» **DESCRIPTION OF THE TASK**:
Please pick out every line of the records below that contains the string "measuring", with case counting, and copy each one in full.

─── DATA PROVIDED ───

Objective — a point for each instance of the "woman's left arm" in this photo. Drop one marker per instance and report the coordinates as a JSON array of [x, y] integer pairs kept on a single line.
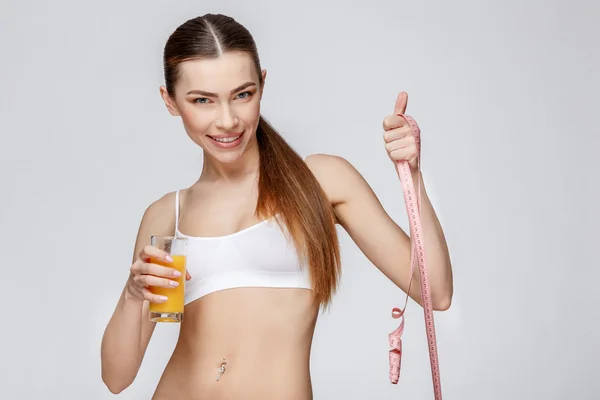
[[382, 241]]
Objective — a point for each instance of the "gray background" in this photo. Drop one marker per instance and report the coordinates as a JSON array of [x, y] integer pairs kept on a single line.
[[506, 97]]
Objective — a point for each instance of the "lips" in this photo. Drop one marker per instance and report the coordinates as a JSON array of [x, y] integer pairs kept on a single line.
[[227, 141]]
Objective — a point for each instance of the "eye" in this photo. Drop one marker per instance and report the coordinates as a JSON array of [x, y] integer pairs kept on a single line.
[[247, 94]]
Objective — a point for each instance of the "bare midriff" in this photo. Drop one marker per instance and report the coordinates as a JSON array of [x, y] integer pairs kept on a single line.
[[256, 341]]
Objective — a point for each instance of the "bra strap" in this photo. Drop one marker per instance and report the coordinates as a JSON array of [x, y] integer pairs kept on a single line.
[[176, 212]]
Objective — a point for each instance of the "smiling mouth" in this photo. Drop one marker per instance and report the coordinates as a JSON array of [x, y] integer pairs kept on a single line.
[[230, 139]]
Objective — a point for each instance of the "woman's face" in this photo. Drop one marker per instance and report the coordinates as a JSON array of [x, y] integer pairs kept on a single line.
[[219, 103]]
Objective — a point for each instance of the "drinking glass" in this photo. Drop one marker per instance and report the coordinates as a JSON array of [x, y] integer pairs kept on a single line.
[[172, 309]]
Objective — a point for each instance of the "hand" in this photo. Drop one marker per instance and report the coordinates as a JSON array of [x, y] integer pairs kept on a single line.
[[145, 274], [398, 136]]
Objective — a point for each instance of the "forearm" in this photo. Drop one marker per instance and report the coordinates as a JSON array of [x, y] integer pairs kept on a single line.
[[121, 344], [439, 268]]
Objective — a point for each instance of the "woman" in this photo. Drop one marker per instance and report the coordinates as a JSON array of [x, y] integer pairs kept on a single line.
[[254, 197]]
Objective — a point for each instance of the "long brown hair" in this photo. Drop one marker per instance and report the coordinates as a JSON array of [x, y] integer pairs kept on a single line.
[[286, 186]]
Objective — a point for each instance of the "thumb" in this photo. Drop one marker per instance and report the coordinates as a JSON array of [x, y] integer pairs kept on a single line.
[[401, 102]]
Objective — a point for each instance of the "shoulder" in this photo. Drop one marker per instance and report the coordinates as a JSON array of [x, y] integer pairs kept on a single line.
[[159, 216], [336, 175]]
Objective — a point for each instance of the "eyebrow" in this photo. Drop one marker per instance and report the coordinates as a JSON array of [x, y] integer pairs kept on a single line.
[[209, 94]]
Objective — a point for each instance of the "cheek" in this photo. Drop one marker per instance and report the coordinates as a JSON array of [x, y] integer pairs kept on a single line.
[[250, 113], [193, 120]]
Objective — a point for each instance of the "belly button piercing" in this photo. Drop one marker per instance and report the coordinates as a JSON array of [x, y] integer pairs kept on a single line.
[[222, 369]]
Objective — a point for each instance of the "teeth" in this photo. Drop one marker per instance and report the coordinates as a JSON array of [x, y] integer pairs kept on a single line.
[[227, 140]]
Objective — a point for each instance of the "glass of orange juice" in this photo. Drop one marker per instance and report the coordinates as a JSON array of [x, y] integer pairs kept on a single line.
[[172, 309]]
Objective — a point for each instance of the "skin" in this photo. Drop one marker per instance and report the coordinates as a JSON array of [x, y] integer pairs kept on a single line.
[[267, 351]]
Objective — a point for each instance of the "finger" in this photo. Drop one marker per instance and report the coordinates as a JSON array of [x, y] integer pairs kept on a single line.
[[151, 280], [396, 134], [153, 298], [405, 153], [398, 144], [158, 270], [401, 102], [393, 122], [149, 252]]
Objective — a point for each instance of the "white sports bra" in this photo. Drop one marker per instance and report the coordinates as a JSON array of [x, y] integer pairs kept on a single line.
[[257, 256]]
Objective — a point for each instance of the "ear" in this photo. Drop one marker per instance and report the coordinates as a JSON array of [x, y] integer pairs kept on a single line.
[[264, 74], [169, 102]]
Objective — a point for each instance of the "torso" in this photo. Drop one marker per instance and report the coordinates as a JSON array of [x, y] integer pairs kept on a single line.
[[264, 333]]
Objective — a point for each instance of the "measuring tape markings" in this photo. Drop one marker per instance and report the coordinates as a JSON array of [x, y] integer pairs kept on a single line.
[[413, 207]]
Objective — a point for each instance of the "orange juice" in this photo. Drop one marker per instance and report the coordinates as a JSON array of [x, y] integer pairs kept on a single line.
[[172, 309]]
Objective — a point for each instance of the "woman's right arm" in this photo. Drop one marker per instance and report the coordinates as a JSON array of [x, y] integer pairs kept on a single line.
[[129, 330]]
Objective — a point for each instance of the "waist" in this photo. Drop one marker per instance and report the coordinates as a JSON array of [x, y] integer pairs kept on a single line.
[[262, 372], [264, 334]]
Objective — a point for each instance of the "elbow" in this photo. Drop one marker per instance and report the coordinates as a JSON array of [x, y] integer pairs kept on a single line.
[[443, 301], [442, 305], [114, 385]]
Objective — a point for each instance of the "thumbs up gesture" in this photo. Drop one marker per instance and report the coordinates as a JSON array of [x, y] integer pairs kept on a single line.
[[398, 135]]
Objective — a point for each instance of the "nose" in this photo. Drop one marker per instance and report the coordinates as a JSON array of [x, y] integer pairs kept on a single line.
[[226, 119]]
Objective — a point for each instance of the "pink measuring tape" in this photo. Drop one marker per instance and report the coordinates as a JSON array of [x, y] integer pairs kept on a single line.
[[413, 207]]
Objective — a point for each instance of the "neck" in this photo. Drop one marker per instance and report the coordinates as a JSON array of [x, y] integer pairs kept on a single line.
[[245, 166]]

───

» **ANSWER TO THIS EXERCISE**:
Objective — a point for each instance of the "measuring tape markings" in this photo. Drop one marker per instance and report the coordinates as a JSON array of [x, y] integer pairs kept on a single line.
Objective — a point for each instance of the "pink measuring tape" in this photo. Drop one marker per instance and report the coordinates as a JSON array of [x, y] integer pairs kept on a single line.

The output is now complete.